> Text provided:

Writer draws on AI for answers
Published 3:27 pm Monday, December 30, 2024
- John E. Wilkins, of Long Beach, Washington, has written five books of philosophical thought, submitting prompts to a computer artificial intelligence tool and reprinting the replies with very little editing.
LONG BEACH, Wash. — Some disguise the manner in which they employ artificial intelligence to assist their writing.
John E. Wilkins announces it.
He is publishing a set of five books in which he asked an AI device to analyze the Christian faith.
Wilkins proclaims he has “proved” the existence of a deity — and he taunts atheists to contest his conclusions.
“The notion that everything in the universe, including life on Earth, emerged purely by chance is difficult to sustain when we consider the complexity, order and fine-tuning observed in nature,” he writes. “The chances of life spontaneously arising from non-life without any guiding intelligence are astronomically low.”
Three books are already published. The cover of one, “Good News: The AI Guide to the Good News,” features a metallic robot hand reaching out to a human like the image on the Sistine Chapel ceiling.

> Records provided:
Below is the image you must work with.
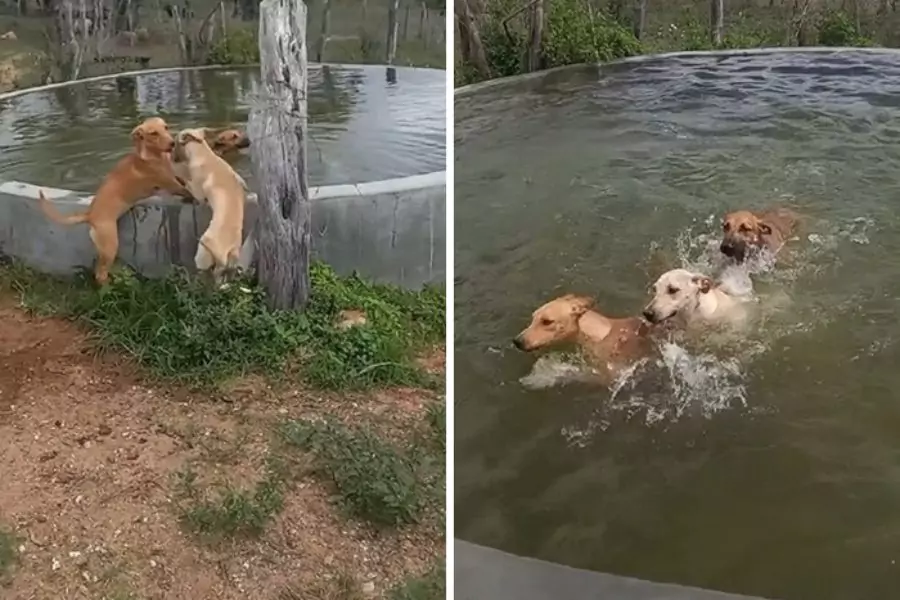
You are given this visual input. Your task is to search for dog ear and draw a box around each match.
[184,131,206,143]
[566,294,594,317]
[691,275,712,294]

> Task requirements:
a) Say whether each statement agrees with the article about John E. Wilkins. Answer yes or no for each, quoting the deciding words of the article exactly. (i) Wilkins keeps his use of artificial intelligence in writing hidden. (ii) Three of the five books have already been published. (iii) The cover of "Good News: The AI Guide to the Good News" shows a robot hand reaching toward a human.
b) Give again, word for word, the part of the article about John E. Wilkins that opens with the words containing "John E. Wilkins announces" and closes with "Sistine Chapel ceiling.".
c) Proceed with the article about John E. Wilkins, picking up after its last sentence.

> Responses by task:
a)
(i) No: "John E. Wilkins announces it."
(ii) Yes: "Three books are already published."
(iii) Yes: "features a metallic robot hand reaching out to a human like the image on the Sistine Chapel ceiling."

b)
John E. Wilkins announces it.
He is publishing a set of five books in which he asked an AI device to analyze the Christian faith.
Wilkins proclaims he has “proved” the existence of a deity — and he taunts atheists to contest his conclusions.
“The notion that everything in the universe, including life on Earth, emerged purely by chance is difficult to sustain when we consider the complexity, order and fine-tuning observed in nature,” he writes. “The chances of life spontaneously arising from non-life without any guiding intelligence are astronomically low.”
Three books are already published. The cover of one, “Good News: The AI Guide to the Good News,” features a metallic robot hand reaching out to a human like the image on the Sistine Chapel ceiling.

c)
Wilkins moved during his youth because his father was a U.S. Air Force officer. He has lived mostly in California, with some time in Florida. He earned a degree in philosophy, owned a solar company then became a stockbroker in the mid-1980s — “the best time ever to be a stockbroker in America.” After a career in financial services, he retired in 2015, moving to Long Beach a couple of years later to develop closer relationships with his children and grandchildren.
“Living on 6 forested acres in a small, close-knit community has been a wonderful change,” he said. “I enjoy the slower pace, lack of traffic and the beautiful hiking trails at Cape Disappointment and Leadbetter park.”
Although he had always kept journals, his publishing journey began at age 69 using traditional writing strategies. His first two books, “To Thine Own Health Be True” and “A Time for Health,” focused on recovering from illness through changing to a whole food, plant-based diet. A third, “The Power of Certitude,” explored his spiritual renewal.
He grew up as an atheist, changing in later life as he broadened his education. “Like the prodigal son in the Bible, I turned my back on the blessings of God and went my own way, chasing the promises of quick wealth and easy money,” he said. “I focused on self-gratification, thrill-seeking and sought-after peak experiences. I poured my life into a party lifestyle that seemed dazzling on the outside but, as I later learned, left me empty within.”
Artificial intelligence is an umbrella term for computer programs that purport to “think,” especially controversial among college professors because it creates shortcuts for student research. In popular culture, its potential dangers were highlighted in Stanley Kubrick’s 1968 movie “2001: A Space Odyssey,” where a “thinking” computer called HAL 9000 killed astronauts on a mission to Jupiter.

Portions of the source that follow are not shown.